■ WRITTEN INSTRUCTION: Your task is to copy every record exactly.

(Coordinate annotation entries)
════════════════════

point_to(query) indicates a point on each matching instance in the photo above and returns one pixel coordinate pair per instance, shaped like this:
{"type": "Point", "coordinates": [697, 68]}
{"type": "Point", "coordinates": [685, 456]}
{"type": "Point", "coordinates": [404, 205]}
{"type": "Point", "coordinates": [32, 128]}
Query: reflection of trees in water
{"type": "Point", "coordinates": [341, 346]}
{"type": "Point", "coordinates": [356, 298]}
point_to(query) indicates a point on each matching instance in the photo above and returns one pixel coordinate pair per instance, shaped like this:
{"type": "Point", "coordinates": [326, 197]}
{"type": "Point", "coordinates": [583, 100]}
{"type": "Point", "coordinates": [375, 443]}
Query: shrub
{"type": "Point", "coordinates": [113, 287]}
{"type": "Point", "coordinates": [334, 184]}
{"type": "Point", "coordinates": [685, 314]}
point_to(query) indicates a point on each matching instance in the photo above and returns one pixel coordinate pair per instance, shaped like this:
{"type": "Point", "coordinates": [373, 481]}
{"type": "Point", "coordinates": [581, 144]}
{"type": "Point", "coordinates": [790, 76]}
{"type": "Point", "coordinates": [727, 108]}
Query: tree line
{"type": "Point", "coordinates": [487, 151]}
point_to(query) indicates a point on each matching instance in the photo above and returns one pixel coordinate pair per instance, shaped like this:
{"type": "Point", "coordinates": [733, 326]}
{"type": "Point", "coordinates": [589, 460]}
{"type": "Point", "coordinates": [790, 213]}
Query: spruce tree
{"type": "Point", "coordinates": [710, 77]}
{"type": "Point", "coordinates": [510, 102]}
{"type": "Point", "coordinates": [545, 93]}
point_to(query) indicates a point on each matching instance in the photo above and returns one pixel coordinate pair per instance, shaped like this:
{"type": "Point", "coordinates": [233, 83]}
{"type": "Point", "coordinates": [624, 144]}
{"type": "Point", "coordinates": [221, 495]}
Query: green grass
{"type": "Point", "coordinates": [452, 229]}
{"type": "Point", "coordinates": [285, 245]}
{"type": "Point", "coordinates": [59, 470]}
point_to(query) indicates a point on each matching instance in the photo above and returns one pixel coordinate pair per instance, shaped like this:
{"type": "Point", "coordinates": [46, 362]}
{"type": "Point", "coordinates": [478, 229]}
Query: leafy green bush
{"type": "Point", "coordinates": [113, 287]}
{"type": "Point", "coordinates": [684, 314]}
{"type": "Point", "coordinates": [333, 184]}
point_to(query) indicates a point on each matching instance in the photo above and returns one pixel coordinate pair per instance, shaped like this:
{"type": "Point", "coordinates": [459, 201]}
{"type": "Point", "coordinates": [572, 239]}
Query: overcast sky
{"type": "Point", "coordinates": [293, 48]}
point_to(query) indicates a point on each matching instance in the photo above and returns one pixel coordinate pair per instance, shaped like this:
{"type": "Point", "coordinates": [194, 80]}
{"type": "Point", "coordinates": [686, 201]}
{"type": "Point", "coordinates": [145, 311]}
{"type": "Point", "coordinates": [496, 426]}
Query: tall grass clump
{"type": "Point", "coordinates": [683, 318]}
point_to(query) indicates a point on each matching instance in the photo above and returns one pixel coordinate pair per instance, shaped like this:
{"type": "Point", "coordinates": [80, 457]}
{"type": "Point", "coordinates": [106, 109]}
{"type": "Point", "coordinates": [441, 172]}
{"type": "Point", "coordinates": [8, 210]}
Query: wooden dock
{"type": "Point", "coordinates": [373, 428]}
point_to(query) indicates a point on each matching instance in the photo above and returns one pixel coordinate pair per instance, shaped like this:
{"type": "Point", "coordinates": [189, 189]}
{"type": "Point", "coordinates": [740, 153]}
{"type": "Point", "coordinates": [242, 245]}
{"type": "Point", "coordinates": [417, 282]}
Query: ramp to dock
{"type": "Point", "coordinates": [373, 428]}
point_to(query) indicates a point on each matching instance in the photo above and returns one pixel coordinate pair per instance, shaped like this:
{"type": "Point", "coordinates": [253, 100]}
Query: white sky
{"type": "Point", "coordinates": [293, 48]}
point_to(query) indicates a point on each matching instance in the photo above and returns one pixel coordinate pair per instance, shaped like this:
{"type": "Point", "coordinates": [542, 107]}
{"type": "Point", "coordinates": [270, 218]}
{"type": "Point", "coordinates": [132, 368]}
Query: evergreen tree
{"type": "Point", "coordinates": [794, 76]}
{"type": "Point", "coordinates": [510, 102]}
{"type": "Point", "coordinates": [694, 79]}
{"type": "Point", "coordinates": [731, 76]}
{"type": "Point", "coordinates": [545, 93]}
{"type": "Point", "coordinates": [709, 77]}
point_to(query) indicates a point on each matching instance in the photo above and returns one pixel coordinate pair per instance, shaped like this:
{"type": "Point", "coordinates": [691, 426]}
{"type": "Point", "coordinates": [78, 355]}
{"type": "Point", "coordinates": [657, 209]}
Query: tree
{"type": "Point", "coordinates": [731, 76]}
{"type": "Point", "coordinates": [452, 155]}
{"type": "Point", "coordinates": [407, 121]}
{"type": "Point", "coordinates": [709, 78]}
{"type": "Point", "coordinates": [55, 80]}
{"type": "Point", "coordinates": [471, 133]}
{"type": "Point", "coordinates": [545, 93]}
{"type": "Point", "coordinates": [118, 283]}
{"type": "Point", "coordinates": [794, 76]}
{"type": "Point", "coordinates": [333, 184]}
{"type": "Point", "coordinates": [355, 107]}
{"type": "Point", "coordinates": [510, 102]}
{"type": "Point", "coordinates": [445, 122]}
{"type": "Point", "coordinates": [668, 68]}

════════════════════

■ OUTPUT OF THE EXERCISE:
point_to(query) indicates a point on each matching instance in the photo above and returns one pixel coordinate pair per instance, shaped like this:
{"type": "Point", "coordinates": [697, 68]}
{"type": "Point", "coordinates": [685, 456]}
{"type": "Point", "coordinates": [404, 205]}
{"type": "Point", "coordinates": [32, 128]}
Query: reflection of trees in water
{"type": "Point", "coordinates": [341, 346]}
{"type": "Point", "coordinates": [356, 298]}
point_to(query) indicates a point on each matching instance in the photo above and returns one pixel coordinate pair per instance, shaped like this:
{"type": "Point", "coordinates": [326, 197]}
{"type": "Point", "coordinates": [583, 100]}
{"type": "Point", "coordinates": [375, 443]}
Query: shrub
{"type": "Point", "coordinates": [113, 287]}
{"type": "Point", "coordinates": [334, 184]}
{"type": "Point", "coordinates": [685, 314]}
point_to(query) indicates a point on each matching instance in the photo above and returns one pixel coordinate pair per instance, shaped like this:
{"type": "Point", "coordinates": [373, 481]}
{"type": "Point", "coordinates": [581, 144]}
{"type": "Point", "coordinates": [790, 76]}
{"type": "Point", "coordinates": [727, 108]}
Query: tree line
{"type": "Point", "coordinates": [487, 151]}
point_to(query) indicates a point on each matching instance in the photo above and returns one pixel coordinate pair per instance, shaped like this:
{"type": "Point", "coordinates": [733, 326]}
{"type": "Point", "coordinates": [589, 460]}
{"type": "Point", "coordinates": [790, 213]}
Query: spruce tree
{"type": "Point", "coordinates": [710, 77]}
{"type": "Point", "coordinates": [510, 102]}
{"type": "Point", "coordinates": [545, 93]}
point_to(query) indicates a point on each matching instance in the photo above and returns one pixel coordinate pair per instance, shaped like this:
{"type": "Point", "coordinates": [233, 83]}
{"type": "Point", "coordinates": [624, 144]}
{"type": "Point", "coordinates": [221, 495]}
Query: green grass
{"type": "Point", "coordinates": [452, 229]}
{"type": "Point", "coordinates": [285, 245]}
{"type": "Point", "coordinates": [59, 470]}
point_to(query) indicates a point on each matching instance in the photo above and returns one pixel coordinate pair per instance, shaped like this:
{"type": "Point", "coordinates": [46, 362]}
{"type": "Point", "coordinates": [478, 229]}
Query: leafy green bush
{"type": "Point", "coordinates": [113, 287]}
{"type": "Point", "coordinates": [684, 314]}
{"type": "Point", "coordinates": [333, 184]}
point_to(query) indicates a point on each matching instance in the photo above and returns one pixel coordinate pair per instance, shaped like this:
{"type": "Point", "coordinates": [459, 201]}
{"type": "Point", "coordinates": [572, 239]}
Query: overcast sky
{"type": "Point", "coordinates": [293, 48]}
point_to(query) indicates a point on each matching instance in the photo above and returns one pixel coordinate pair per instance, shaped like this:
{"type": "Point", "coordinates": [194, 80]}
{"type": "Point", "coordinates": [686, 201]}
{"type": "Point", "coordinates": [145, 311]}
{"type": "Point", "coordinates": [496, 426]}
Query: tall grass clump
{"type": "Point", "coordinates": [683, 318]}
point_to(query) indicates a point on each matching instance in the photo above and returns one pixel coordinate pair per instance, shaped like this:
{"type": "Point", "coordinates": [80, 457]}
{"type": "Point", "coordinates": [106, 109]}
{"type": "Point", "coordinates": [441, 172]}
{"type": "Point", "coordinates": [8, 210]}
Query: wooden dock
{"type": "Point", "coordinates": [373, 428]}
point_to(query) indicates a point on each matching instance in the photo above and returns one pixel coordinate pair per instance, shaped like this:
{"type": "Point", "coordinates": [189, 189]}
{"type": "Point", "coordinates": [740, 153]}
{"type": "Point", "coordinates": [242, 245]}
{"type": "Point", "coordinates": [417, 282]}
Query: ramp to dock
{"type": "Point", "coordinates": [373, 428]}
point_to(query) indicates a point on each matching instance in the photo above and returns one pixel coordinate pair per instance, shaped like this:
{"type": "Point", "coordinates": [253, 100]}
Query: white sky
{"type": "Point", "coordinates": [293, 48]}
point_to(query) indicates a point on each matching instance in the photo above and returns one pixel coordinate pair per instance, shaped like this:
{"type": "Point", "coordinates": [542, 107]}
{"type": "Point", "coordinates": [270, 218]}
{"type": "Point", "coordinates": [132, 368]}
Query: evergreen tree
{"type": "Point", "coordinates": [794, 76]}
{"type": "Point", "coordinates": [510, 102]}
{"type": "Point", "coordinates": [694, 79]}
{"type": "Point", "coordinates": [731, 76]}
{"type": "Point", "coordinates": [545, 93]}
{"type": "Point", "coordinates": [709, 77]}
point_to(query) indicates a point on each matching instance in the photo above and returns one pixel coordinate pair per instance, shaped like this:
{"type": "Point", "coordinates": [691, 426]}
{"type": "Point", "coordinates": [78, 355]}
{"type": "Point", "coordinates": [657, 209]}
Query: tree
{"type": "Point", "coordinates": [731, 76]}
{"type": "Point", "coordinates": [452, 155]}
{"type": "Point", "coordinates": [407, 121]}
{"type": "Point", "coordinates": [709, 78]}
{"type": "Point", "coordinates": [55, 80]}
{"type": "Point", "coordinates": [471, 133]}
{"type": "Point", "coordinates": [545, 93]}
{"type": "Point", "coordinates": [118, 283]}
{"type": "Point", "coordinates": [794, 76]}
{"type": "Point", "coordinates": [333, 184]}
{"type": "Point", "coordinates": [355, 107]}
{"type": "Point", "coordinates": [510, 102]}
{"type": "Point", "coordinates": [445, 122]}
{"type": "Point", "coordinates": [668, 68]}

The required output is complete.